*SET PROBLEM*:
Answer these questions about the 2020 Classrooms text:
(a) Besides on the move, where does the text suggest students might learn?
(b) What service did the writer use to gather responses about what would be obsolete in education in 2020?
(c) Under which hashtag can that discussion be found?

* BEGIN SELECTED EXCERPT *

Monday, 7 March 2011

2020 Classrooms

Will we still need classrooms by 2020? If so, what kind of learning environments will they be? Or will students learn on the move, in their workplaces, at home, and through the multiple connections facilitated by new communication technology? This is a difficult question to answer, because school and education, although not synonymous, are deeply ingrained in our culture and have become a key component of our social, political and economic thinking. Implicit in the question are a number of issues, including the relationship between teaching and curriculum, and nature of state funded education and the role of teachers. Also under the spotlight are the demands of society, work, family and community, and how these are balanced against the needs of individual learners.

I recently used Twitter to crowdsource a number of responses to what would be obsolete in education in 2020. The discussion can be found under the hashtag #learning2020. In this post I would like to present some of the tweets, and provide a critical commentary around them, in the hope that it will provide a useful contribution to the discourse surrounding the purpose of education and the future of learning.

* END SELECTED EXCERPT *
* BEGIN MATERIAL *

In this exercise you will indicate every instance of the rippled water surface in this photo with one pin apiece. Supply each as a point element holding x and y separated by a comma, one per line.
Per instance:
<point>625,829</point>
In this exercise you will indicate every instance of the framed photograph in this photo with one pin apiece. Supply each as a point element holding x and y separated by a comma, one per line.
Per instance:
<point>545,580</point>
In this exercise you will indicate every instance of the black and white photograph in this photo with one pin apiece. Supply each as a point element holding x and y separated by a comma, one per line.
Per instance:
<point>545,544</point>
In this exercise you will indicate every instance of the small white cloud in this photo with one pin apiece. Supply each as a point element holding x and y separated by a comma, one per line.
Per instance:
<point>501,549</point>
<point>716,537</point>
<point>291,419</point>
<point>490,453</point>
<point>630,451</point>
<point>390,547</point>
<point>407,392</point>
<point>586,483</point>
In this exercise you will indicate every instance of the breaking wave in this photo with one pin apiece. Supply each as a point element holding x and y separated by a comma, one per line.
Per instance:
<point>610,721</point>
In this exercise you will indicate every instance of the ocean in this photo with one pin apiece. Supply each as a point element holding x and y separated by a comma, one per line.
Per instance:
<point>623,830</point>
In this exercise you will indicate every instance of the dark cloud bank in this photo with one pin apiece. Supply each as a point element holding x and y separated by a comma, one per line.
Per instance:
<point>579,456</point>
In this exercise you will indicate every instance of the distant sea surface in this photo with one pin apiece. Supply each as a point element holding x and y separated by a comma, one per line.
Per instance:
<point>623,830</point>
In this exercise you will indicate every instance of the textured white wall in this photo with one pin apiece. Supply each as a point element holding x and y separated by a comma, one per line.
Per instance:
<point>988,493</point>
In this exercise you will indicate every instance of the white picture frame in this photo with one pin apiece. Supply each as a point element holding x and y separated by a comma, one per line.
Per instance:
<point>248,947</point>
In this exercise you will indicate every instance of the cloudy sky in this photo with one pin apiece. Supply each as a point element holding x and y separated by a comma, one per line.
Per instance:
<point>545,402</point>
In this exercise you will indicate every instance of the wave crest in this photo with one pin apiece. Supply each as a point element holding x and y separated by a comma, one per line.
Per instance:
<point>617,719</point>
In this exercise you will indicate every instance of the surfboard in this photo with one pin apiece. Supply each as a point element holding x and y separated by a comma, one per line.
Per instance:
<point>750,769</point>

* END MATERIAL *

*FINAL RESULT*:
(a) In their workplaces, at home, and through the multiple connections facilitated by new communication technology.
(b) Twitter.
(c) #learning2020.